All of these phenomena seem quite different, but underlying them all there is just one single mechanism of nonstop categorization through analogy-making, and it operates all along the continuum we’ve described, which stretches from very mundane to very sophisticated acts of categorization. And it’s this unified mechanism that allows us to understand sentences that run the gamut of zeugmaticity, from complete nonzeugmas (requiring only mundane categorization mediated by very basic analogy
making) to extreme zeugmas (requiring unusually flexible categorization mediated by much more sophisticated analogy-making).

But let’s take our leave of zeugmas and return to the larger picture. We claim that cognition takes place thanks to a constant flow of categorizations, and that at the base of it all is found, in contrast to
classification
(which aims to put all things into fixed and rigid mental boxes), the phenomenon of
categorization through analogy-making
, which endows human thinking with its remarkable fluidity.

Thanks to categorization through analogy-making, we have the ability to spot similarities and to exploit these similarities in order to deal with the new and strange. By connecting a freshly encountered situation to others long ago encountered, encoded, and stored in our memory, we are able to make use of our prior experiences to orient ourselves in the present. Analogy-making is the cornerstone of this faculty of our minds, allowing us to exploit the rich storehouse of wisdom rooted in our past — not only labeled concepts such as
dog, cat, joy, resignation
, and
contradiction
, to cite just a random sample, but also unlabeled concepts such as
that time I found myself locked outside my house in bitterly freezing weather because the door slammed shut by accident.
Such concepts, be they concrete or abstract, are selectively mobilized instant by instant, and nearly always without any awareness on our part, and it is this ceaseless activity that allows us to build up mental representations of situations we are in, to have complex feelings about them, and to have run-of-the-mill as well as more exalted thoughts. No thought can be formed that isn’t informed by the past; or, more precisely, we think only thanks to analogies that link our present to our past.

The Rapid Inferences that Categories Provide

A term that will be useful to us in this context is
inference.
As is traditional in psychology, we will use the term much more broadly than it is used in the field of artificial intelligence, where it is synonymous with “formal logical deduction”, as carried out by so-called “inference engines”. By contrast, what we will mean by “making an inference” is simply the introduction of some new mental element into a situation that one is facing. Basically, this means that some facet of a currently active concept is lifted out of dormancy and brought to one’s attention. Whether this new element is right or wrong is not the point, nor does it matter whether it follows logically from prior elements. For us, “inference” will simply mean the fact that some new element has been activated in our mind.

Object location annotation data:
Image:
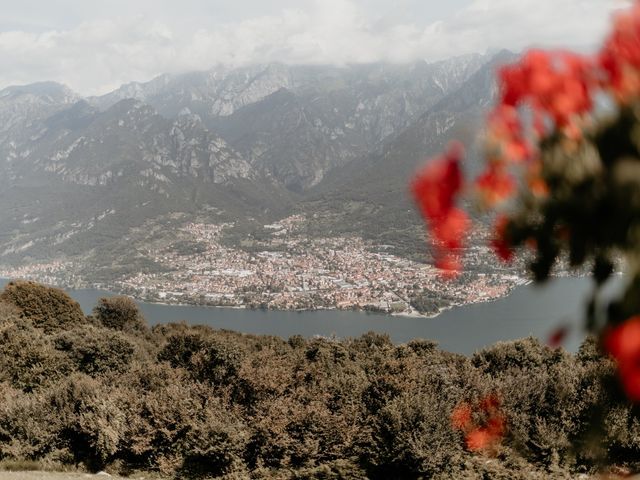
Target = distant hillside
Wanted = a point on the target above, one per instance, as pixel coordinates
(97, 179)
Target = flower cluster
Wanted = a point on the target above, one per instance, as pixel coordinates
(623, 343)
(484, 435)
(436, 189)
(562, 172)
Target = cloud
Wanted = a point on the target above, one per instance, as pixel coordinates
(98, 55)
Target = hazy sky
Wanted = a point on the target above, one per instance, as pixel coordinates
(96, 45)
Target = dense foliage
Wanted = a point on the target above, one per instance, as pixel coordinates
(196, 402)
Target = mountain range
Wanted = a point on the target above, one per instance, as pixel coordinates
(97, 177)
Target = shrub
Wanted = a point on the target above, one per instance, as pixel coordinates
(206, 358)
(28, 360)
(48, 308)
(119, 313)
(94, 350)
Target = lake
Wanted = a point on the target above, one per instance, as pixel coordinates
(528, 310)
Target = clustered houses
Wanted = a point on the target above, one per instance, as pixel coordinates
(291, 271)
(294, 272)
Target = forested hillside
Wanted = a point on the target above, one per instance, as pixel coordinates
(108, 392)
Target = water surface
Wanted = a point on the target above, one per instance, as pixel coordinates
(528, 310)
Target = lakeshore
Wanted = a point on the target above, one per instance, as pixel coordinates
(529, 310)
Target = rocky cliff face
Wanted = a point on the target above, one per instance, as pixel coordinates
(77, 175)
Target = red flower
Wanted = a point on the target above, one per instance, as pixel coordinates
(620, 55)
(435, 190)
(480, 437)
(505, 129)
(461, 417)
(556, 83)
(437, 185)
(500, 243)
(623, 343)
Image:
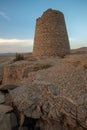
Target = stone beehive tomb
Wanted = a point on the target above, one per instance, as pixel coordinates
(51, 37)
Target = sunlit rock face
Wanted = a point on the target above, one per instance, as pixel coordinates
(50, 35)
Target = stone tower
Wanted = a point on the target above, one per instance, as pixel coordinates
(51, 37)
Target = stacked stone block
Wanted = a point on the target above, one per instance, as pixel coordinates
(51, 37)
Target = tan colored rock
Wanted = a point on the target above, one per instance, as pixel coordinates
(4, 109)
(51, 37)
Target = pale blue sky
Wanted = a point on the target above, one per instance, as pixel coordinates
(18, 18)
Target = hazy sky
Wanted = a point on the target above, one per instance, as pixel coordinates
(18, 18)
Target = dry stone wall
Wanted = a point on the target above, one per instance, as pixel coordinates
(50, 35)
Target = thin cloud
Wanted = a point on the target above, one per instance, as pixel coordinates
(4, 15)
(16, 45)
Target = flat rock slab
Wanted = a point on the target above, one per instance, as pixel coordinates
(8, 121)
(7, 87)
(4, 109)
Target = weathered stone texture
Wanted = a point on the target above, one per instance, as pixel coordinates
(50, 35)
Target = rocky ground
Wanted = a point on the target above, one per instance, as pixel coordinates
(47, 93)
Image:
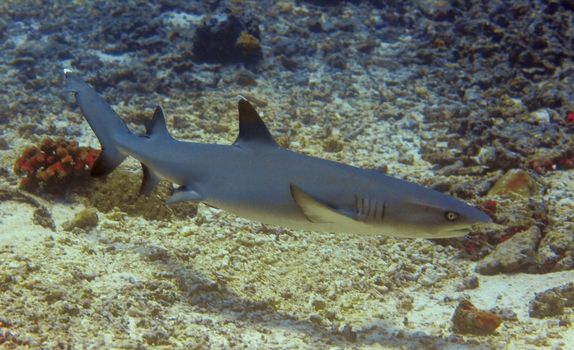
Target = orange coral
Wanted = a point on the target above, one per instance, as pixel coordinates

== Given request 1 ==
Reproduce the passage on analogy-making word for word, starting with "Thanks to categorization" and going on through "shut by accident.".
== Given request 2 ==
Carry on the passage about categorization through analogy-making, beginning right after its final sentence.
The data comes from a separate source.

== Final answer 1 ==
Thanks to categorization through analogy-making, we have the ability to spot similarities and to exploit these similarities in order to deal with the new and strange. By connecting a freshly encountered situation to others long ago encountered, encoded, and stored in our memory, we are able to make use of our prior experiences to orient ourselves in the present. Analogy-making is the cornerstone of this faculty of our minds, allowing us to exploit the rich storehouse of wisdom rooted in our past — not only labeled concepts such as
dog, cat, joy, resignation
, and
contradiction
, to cite just a random sample, but also unlabeled concepts such as
that time I found myself locked outside my house in bitterly freezing weather because the door slammed shut by accident.

== Final answer 2 ==
Thus if one sees a child crying, one infers that the child is distressed. If one sees someone shouting, one infers that the person is probably angry. If one sees that the table is set, then one infers that a meal may well soon be served. If one sees a door that is closed, one infers that it can be opened. If one sees a chair, one infers that one could sit on it. If one sees a dog, one has the ability to infer (though one does not necessarily do so) that it barks now and then, that it might bite someone, that it has a stomach, a heart, two lungs, and a brain — internal organs that one doesn’t strictly perceive but that category membership allows one to infer. Inferences of this sort are a crucial
contribution to thought, and they come from categorization through analogy, for we rely ceaselessly on resemblances perceived between the present situation and ones we encountered earlier. If we did not do this at all times, we would be helpless.

Thus, it is not merely for idle fun that one calls a cat-like thing that one encounters “cat”, thereby assigning it to a preexisting category in one’s memory; it is principally because doing so gives one access to a great deal of extra information, such as the likely fact that it will show pleasure by purring, that it has a propensity to chase mice, that it may well scratch when threatened, tends to land on its feet, has a very autonomous character… These kinds of things, among others, can all be inferred about an entity once it has been assigned to the category
cat
, without any of them having been directly observed about the specific entity in question. Thus our categories keep us well informed at all times, allowing us to bypass the need for direct observation. If we didn’t constantly extrapolate our knowledge into new situations — if we refrained from making inferences — then we would be conceptually blind. We would be unable to think or act, doomed to permanent uncertainty and to eternal groping in the dark. In short, in order to perceive the world around us, we depend just as much on categorization through analogy as we do on our eyes or our ears.

Analogy’s Champions and Detractors

Some ancient philosophers, including Plato and Aristotle, were fervent defenders of analogy, seeing it as a fertile medium for thinking rather than as just a figure of speech. Nonetheless, these same thinkers felt compelled to point out its limitations. Thus Plato, using a number of analogies — among them one likening a soul to a city, in his famous work
The Republic
— warned that “likeness is a most slippery tribe”. And Aristotle, although just as great an admirer of analogies, cast aspersions on many analogies made by his predecessors. Thus we see that even for some of its strongest backers, analogy has a faintly suspicious aroma, as does its cousin, metaphor. In the minds of such doubters, these two figures of speech, when used ill-advisedly, are liable to mislead both those who utter them and those who hear them.

Immanuel Kant and Friedrich Nietzsche had extremely different personalities, philosophies, and views about religion, but they were united in their unswaying belief in analogy. For Kant, analogy was the wellspring of all creativity, and Nietzsche gave a famous definition of truth as “a mobile army of metaphors”. However, analogy has certainly not had such good press universally. Indeed, it’s been a favorite pastime down through the centuries to berate analogy for its unreliability, its closeness to wild guessing, and the serious traps into which it leads anyone who depends on it. Some philosophers have had quite a field day denouncing analogy and metaphor, describing them as superficial, misleading, and useless forms of thought.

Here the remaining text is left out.